- **TASK PROMPT**
Each line of the data should be given again exactly.

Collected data
━━━━━━━━━━━━━━━━━━━━━━━━━━━━━━

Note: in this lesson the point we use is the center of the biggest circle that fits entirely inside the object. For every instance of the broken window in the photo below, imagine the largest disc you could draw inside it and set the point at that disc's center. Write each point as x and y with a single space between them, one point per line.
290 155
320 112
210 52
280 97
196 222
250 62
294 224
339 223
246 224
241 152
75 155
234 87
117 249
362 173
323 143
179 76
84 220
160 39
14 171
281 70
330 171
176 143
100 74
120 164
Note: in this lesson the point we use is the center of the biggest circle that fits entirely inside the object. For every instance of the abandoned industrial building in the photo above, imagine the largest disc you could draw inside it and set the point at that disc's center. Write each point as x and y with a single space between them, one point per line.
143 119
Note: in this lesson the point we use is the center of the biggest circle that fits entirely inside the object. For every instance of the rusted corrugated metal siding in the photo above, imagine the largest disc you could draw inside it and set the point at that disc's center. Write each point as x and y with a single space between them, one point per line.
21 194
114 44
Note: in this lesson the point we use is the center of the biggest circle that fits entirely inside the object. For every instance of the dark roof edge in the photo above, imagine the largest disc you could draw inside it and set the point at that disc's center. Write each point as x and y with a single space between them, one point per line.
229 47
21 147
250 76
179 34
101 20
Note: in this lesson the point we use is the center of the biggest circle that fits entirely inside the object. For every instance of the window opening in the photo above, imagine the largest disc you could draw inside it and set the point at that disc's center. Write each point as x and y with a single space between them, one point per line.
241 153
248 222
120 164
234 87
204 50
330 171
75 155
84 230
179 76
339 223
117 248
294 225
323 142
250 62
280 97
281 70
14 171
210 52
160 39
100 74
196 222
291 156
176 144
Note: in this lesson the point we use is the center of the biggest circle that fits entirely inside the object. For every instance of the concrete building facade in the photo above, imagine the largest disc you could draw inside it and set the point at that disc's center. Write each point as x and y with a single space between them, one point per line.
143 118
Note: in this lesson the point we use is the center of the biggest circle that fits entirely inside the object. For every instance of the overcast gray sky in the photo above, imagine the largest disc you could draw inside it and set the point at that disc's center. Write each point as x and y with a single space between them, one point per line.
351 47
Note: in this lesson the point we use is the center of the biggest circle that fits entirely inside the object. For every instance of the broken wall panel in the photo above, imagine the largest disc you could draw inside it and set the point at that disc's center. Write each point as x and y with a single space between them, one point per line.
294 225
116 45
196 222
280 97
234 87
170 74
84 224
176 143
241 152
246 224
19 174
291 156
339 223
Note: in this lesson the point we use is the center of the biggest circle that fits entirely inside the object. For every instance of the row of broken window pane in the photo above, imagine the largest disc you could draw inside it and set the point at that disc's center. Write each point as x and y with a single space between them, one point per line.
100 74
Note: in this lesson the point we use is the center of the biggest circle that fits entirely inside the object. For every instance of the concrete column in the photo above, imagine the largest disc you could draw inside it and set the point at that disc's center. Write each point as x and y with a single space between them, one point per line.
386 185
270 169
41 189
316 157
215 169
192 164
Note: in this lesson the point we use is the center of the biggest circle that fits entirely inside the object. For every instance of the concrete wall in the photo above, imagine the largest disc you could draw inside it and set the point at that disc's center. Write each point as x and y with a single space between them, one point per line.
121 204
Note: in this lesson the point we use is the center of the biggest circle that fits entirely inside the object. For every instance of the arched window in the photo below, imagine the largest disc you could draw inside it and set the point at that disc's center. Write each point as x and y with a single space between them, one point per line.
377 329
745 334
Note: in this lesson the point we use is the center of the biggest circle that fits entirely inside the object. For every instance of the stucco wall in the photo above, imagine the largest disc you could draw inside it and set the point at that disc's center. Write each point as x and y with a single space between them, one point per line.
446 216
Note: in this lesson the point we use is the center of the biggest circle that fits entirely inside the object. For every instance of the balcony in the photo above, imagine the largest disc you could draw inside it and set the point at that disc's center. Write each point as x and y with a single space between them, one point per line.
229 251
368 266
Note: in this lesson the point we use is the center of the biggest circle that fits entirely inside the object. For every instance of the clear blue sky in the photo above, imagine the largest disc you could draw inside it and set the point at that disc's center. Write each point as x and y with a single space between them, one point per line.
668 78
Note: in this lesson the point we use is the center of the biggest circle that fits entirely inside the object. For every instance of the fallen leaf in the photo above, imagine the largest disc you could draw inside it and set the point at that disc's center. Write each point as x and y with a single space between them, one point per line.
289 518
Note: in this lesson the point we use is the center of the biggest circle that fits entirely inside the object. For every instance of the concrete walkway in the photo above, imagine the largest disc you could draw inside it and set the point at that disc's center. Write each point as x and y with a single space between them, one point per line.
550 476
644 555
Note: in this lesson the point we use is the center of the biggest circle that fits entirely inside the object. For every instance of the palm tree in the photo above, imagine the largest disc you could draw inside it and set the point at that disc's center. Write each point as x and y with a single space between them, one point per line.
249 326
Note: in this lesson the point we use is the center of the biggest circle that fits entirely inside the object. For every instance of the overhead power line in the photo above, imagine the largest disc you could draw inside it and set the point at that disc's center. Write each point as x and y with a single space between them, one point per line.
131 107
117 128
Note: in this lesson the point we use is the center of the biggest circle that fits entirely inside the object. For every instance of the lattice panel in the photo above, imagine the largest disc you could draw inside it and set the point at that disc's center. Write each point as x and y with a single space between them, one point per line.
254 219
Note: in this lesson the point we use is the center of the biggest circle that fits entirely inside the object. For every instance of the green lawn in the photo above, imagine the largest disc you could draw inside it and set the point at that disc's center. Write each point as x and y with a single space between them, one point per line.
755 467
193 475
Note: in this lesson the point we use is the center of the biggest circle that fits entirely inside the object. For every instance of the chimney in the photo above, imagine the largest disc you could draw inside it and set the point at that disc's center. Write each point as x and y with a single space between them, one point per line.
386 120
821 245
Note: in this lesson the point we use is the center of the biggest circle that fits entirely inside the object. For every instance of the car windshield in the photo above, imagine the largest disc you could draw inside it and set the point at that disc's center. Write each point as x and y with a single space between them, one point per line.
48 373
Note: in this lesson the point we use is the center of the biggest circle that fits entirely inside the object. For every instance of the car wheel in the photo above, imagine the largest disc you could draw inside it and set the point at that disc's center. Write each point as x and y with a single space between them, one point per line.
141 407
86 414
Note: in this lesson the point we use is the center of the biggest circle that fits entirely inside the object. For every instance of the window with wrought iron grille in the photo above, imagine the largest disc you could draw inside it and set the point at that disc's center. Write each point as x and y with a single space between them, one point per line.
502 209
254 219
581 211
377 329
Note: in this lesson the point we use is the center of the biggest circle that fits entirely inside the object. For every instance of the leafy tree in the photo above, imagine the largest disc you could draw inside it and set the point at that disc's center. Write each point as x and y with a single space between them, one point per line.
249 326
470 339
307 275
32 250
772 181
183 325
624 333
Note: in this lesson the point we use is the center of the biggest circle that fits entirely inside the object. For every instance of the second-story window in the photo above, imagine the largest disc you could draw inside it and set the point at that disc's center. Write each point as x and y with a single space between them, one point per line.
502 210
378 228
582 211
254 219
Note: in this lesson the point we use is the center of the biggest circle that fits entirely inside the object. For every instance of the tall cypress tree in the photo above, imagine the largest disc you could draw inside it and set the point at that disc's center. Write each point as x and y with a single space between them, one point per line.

━━━━━━━━━━━━━━━━━━━━━━━━━━━━━━

- **ANSWER FOR THE TASK**
Note: in this lesson the point we use is the center of the biggest circle that fits entirely inside the object. For every instance of the broken window in the photo below, imagine the largest disc you could draw inside it and set the point at that disc's center. Write each point as x and y with a single space between them, one point per line.
290 155
320 112
210 52
280 97
196 222
250 62
294 224
339 223
246 224
241 152
75 155
234 87
117 249
362 173
323 143
179 76
84 220
160 39
14 171
281 70
330 171
176 143
100 74
120 164
Note: in this lesson the point we use is the center of the biggest circle that fits entirely inside the object. For every instance of the abandoned industrial building in the photo above, imagine the largest disc you could draw inside it and set the point at that disc's center. Write each point as x and y with a single space between them, one point per line.
143 119
Note: in this lesson the point we use is the center of the biggest circle that fits entirely inside the object. For every instance of the rusted corrugated metal siding in the photo above, imagine the largest disc you could draw inside it and set the point at that disc's center. Write each point as x and y with a single space between them, one point per line.
21 194
114 44
Note: in this lesson the point we use is the center of the biggest circle that fits entirely inside the object. For every instance of the dark roof edge in the photo above, imagine the largest disc you could draw inside it and set the point at that disc's center. Write each point as x and y with a single space between them, one point per line.
229 47
21 147
250 76
179 34
101 20
Note: in this lesson the point we use is the center of the biggest circle that fits entirely inside the object. For every instance of the window opening in the photo above, imagine the largest disc you could draw inside it and set the point at that disc's center. Write each point as x and y with a single space between them, one point per line.
241 153
248 222
120 164
234 87
204 50
330 171
75 155
84 230
179 76
339 223
117 248
294 225
323 142
250 62
280 97
281 70
14 171
210 52
160 39
100 74
196 222
291 156
176 144
Note: in this lesson the point we use is the center of the biggest circle that fits entirely inside the object. For every instance of the concrete building facade in the photo above, imagine the largest disc you could draw inside it and set the point at that disc's center. Write each point as x and y with a single space between them, one point per line.
143 118
Note: in this lesson the point we use is the center of the biggest circle that fits entirely inside the object. For every instance of the overcast gray sky in the photo above, imagine the largest disc you could draw inside it and set the point at that disc's center. Write each point as x and y with a single space between them, one point per line.
351 47
Note: in this lesson the point we use is the center of the biggest circle that fits entirely inside the object. For every instance of the broken wall panel in the photo above, imagine the largest disc you could draw inside it and set the point at that disc's center. Write each point as x and y with a single space between them, one point per line.
294 225
116 45
196 222
280 97
234 87
170 74
84 224
176 143
241 152
246 224
19 174
291 156
339 223
Note: in this lesson the point we use is the center of the biggest circle that fits entirely inside the object. For every instance of the row of broken window pane in the photo above, imagine the largest disc you could draw inside it and set the point at that disc's center. Write each point as x and y with a single space between them, one point per line.
100 74
Note: in this lesson the point we use is the center of the biggest circle that fits entirely inside the object. For every instance of the concrete column in the photo above, imagine the largest disc you could draw inside it and set the point at that disc's center. Write each point as x and y with a single space between them, one point per line.
386 185
270 169
41 189
316 157
215 169
192 164
Note: in this lesson the point we use is the center of the biggest circle that fits entirely inside the object. For every instance of the concrete wall in the photo above, imagine the largest disc you could draw inside it and set the point at that disc's center. Write each point as x and y with a single space between them, one point per line.
121 204
Note: in this lesson the point we use is the center of the biggest circle that fits entirely inside the object. For every instance of the arched window in the photo below, imagine the largest disc you could draw inside it and set the point at that disc's center. Write each point as x and y with a single space between them, one point per line.
377 329
745 334
Note: in this lesson the point we use is the center of the biggest circle that fits entirely inside the object. For every instance of the stucco wall in the photo above, imagine the largest disc you could draw inside it and set the point at that disc's center. Write each point as x and y with a single space between them, one point per line.
446 216
Note: in this lesson the point we use is the center of the biggest circle that fits entirely inside the object. For every instance of the balcony in the photo above, imagine the largest disc you could draw inside it and set the point at that disc's center. Write each point as x and y with a single space between them, one point per line.
229 251
368 266
Note: in this lesson the point we use is the center of the biggest circle that fits entirely inside the object. For every instance of the clear blue sky in the photo above, imagine the largest disc you could draw inside it and set the point at that disc's center. Write each point as x and y with a single space between them, one point per line.
668 78
Note: in this lesson the point we use is the center of the biggest circle that fits entirely inside the object. For every instance of the fallen leaf in the photo above, imagine the largest disc you could draw inside it and set the point at that disc's center. Write each point as x and y with a single space between them, one point per line.
289 518
Note: in this lesson the point we use is the center of the biggest circle that fits entirely inside the object. For every instance of the concrete walkway in the photo above, imagine the largest disc you could draw inside it and set the point at that disc's center. Write each point as x and y with a single space between them, one point per line.
550 476
644 555
Note: in this lesson the point we use is the center of the biggest circle that fits entirely inside the object. For every instance of the palm tree in the photo above, imagine the largest disc you could draw inside it and set the point at that disc's center. Write each point as x and y with a single space between them, one point per line.
249 326
Note: in this lesson the point we use is the center of the biggest circle that fits entirely inside the object. For every instance of the overhead power line in the photo above, imagine the largest disc you could draw inside it and set the point at that disc's center. Write each point as x and y with a single space between them, one point per line.
131 107
117 128
Note: in this lesson the point we use is the center of the biggest circle that fits entirely inside the object. For every instance of the lattice panel in the photo above, imagine the largest disc you could draw inside it and set the point at that disc's center. Write each point as x and y with a single space between them, one point per line.
254 219
Note: in this lesson the point we use is the center of the biggest circle that fits entirely inside the object. For every instance of the green lawn in the photo above, imagine the largest disc you could draw inside it and set the point at that disc's center. Write each point as x and y with a single space between them, one point per line.
755 467
193 475
Note: in this lesson the point we use is the center of the biggest circle that fits entirely inside the object. For every instance of the chimney in the photo above, imagine the largest disc you could draw inside it and set the point at that disc's center. Write each point as x and y with a single space between them, one point per line.
386 120
821 245
Note: in this lesson the point we use is the center of the biggest circle that fits entirely inside the object. For every instance of the car windshield in the photo above, imagine the largest disc you could draw inside it and set the point at that disc's center. Write each point as x and y with a single space between them, one point per line.
48 373
Note: in this lesson the point we use is the center of the biggest circle that fits entirely inside the object. For every instance of the car wheel in the photo above, imagine the largest disc you could draw inside it and set the point at that disc's center. Write each point as x and y with a single space between them, one point per line.
141 407
86 414
Note: in this lesson the point we use is the center of the biggest circle that fits entirely inside the object. For every instance of the window with wrought iron grille in the photo above, imagine the largest disc you could draw inside it and set the point at that disc's center. Write each point as x and y with a single space between them, one point per line.
502 209
254 219
581 211
377 329
Note: in this lesson the point we use is the center of the biggest circle that fits entirely inside the object. For every instance of the leafy tree in the photo above, imagine the largest disc you could draw inside it and set the point at that disc's center. Write each point as x and y with a single space between them, one point per line.
249 326
470 339
307 275
32 250
772 181
183 325
624 333
Note: in this lesson the point we use is the center of the biggest circle that fits entirely inside the object. For every instance of the second-story window in the photo above, imagine the largest disc you could draw inside it and set the point at that disc's center. Write each point as x and y with a single space between them, one point per line.
502 210
378 228
582 211
254 219
Note: in this lesson the point we use is the center of the biggest circle that fits entirely inside the object. For every instance of the tall cypress tree in the photo above, imagine the largest disc you could draw inside it and set the point at that disc's center. Write each point as x and y with a single space between them, one point per line.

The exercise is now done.